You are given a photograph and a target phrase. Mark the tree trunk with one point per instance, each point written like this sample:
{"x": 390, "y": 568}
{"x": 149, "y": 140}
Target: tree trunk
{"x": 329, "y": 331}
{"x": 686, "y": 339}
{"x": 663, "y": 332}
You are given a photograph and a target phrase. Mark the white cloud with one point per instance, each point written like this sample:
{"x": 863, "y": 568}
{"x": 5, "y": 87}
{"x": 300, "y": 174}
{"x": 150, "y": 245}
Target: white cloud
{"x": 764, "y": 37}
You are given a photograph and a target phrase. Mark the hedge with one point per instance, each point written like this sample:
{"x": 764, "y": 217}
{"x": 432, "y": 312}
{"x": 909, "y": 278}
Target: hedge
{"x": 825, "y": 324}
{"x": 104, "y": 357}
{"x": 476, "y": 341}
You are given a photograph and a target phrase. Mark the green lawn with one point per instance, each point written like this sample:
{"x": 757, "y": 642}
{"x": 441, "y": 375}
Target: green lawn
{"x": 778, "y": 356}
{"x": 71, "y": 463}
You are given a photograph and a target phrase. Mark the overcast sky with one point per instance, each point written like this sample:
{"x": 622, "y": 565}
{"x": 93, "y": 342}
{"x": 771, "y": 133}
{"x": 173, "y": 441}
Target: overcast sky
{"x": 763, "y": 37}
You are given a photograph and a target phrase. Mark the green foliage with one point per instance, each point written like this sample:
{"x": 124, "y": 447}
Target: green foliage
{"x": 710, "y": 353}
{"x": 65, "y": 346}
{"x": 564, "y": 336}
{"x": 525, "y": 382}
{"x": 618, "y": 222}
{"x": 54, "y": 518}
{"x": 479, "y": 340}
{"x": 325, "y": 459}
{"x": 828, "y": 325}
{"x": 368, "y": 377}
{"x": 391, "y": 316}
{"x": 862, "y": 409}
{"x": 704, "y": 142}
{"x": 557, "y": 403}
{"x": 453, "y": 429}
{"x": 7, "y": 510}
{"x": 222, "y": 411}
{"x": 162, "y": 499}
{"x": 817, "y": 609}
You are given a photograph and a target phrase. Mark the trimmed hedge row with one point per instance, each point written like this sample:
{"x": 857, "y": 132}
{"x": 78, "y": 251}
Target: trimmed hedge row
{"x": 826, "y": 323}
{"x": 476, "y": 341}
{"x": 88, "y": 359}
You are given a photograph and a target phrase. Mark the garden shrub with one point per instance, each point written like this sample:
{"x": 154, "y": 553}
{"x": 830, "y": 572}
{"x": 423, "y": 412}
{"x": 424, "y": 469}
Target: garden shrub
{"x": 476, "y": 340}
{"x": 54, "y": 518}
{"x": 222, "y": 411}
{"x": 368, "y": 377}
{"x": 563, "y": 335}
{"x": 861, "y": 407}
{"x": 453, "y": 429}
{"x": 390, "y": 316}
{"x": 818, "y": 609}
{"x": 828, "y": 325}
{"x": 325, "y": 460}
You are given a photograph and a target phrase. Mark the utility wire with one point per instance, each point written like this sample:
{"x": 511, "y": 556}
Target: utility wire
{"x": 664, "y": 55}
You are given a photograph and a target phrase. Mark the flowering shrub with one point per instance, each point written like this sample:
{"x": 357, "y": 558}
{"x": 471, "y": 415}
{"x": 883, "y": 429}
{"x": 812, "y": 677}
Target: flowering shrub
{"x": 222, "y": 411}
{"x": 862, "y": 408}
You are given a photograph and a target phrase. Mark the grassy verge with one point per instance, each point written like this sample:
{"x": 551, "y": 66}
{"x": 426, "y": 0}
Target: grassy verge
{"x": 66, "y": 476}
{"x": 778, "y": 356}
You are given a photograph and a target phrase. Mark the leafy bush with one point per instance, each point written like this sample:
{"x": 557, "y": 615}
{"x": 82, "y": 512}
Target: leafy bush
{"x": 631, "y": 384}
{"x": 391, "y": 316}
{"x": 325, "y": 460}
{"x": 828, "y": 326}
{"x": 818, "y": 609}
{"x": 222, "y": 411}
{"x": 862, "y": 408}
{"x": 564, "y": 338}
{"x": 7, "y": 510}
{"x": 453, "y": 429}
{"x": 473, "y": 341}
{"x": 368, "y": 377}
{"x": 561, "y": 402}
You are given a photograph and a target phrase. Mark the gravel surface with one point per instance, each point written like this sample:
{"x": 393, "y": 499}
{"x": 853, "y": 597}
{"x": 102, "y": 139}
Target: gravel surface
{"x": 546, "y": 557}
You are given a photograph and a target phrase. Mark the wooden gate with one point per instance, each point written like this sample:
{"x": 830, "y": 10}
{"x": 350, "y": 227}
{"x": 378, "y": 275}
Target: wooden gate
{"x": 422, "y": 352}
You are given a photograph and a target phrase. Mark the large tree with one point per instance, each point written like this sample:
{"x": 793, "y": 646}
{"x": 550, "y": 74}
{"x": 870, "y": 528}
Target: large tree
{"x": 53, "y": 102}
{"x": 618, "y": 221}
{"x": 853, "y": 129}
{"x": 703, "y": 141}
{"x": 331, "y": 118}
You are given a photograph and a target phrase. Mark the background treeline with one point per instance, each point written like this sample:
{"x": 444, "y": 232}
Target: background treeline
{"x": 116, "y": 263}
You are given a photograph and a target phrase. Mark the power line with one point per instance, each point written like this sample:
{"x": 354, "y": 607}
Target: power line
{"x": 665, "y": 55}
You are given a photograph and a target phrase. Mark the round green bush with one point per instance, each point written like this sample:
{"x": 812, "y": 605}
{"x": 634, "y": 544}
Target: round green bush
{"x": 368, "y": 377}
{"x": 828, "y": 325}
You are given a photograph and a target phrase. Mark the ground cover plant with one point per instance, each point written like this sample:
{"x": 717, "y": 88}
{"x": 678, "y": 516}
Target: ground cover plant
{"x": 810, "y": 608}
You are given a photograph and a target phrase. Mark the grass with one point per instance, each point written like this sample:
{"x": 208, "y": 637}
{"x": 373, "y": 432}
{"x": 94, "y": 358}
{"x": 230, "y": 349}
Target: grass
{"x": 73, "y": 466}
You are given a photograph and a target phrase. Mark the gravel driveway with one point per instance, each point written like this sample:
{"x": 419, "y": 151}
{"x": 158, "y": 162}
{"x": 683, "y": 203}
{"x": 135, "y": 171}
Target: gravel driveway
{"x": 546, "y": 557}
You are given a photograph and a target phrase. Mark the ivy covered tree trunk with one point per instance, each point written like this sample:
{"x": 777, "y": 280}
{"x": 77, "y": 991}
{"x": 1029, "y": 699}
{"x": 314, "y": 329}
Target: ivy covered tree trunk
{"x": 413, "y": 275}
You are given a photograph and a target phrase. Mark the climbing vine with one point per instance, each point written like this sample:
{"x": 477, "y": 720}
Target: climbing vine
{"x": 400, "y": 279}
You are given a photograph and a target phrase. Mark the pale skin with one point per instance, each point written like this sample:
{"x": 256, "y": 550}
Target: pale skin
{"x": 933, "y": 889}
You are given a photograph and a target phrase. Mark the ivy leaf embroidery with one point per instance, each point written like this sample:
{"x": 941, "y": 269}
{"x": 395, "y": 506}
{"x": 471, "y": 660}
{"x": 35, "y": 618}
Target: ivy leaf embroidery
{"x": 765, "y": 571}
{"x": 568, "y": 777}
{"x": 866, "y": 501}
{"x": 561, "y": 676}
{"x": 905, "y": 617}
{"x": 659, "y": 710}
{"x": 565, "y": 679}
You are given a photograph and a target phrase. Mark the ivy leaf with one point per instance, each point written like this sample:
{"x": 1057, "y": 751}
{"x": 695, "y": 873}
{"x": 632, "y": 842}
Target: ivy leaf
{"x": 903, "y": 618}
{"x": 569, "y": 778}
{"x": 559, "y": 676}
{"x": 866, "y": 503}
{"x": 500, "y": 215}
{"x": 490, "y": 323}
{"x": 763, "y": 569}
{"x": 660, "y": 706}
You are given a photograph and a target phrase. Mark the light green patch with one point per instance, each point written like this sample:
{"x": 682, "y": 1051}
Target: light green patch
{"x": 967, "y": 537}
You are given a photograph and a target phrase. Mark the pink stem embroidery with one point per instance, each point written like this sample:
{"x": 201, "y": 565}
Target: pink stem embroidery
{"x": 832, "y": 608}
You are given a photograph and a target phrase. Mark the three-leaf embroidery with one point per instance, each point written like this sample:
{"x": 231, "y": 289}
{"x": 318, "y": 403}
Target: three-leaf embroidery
------------------------------------
* AIM OF THE TASK: From the entries above, return exactly the line containing "Target: power line", the line containing "the grass with", and all lines between, and nothing else.

* RESPONSE TO THE TASK:
Target: power line
{"x": 665, "y": 55}
You are given a photograph and a target phrase. Mark the round green bush with one point per instance, each point written like this sample:
{"x": 812, "y": 605}
{"x": 634, "y": 544}
Target: round green bush
{"x": 368, "y": 377}
{"x": 828, "y": 325}
You are given a photograph and a target phrase. Mark the ground cover plant with one point per instance, each point written like this sample:
{"x": 717, "y": 88}
{"x": 678, "y": 516}
Target: ground cover plant
{"x": 810, "y": 608}
You are given a photograph and a target phrase. Mark the grass with one point per instance, each point written like this sample:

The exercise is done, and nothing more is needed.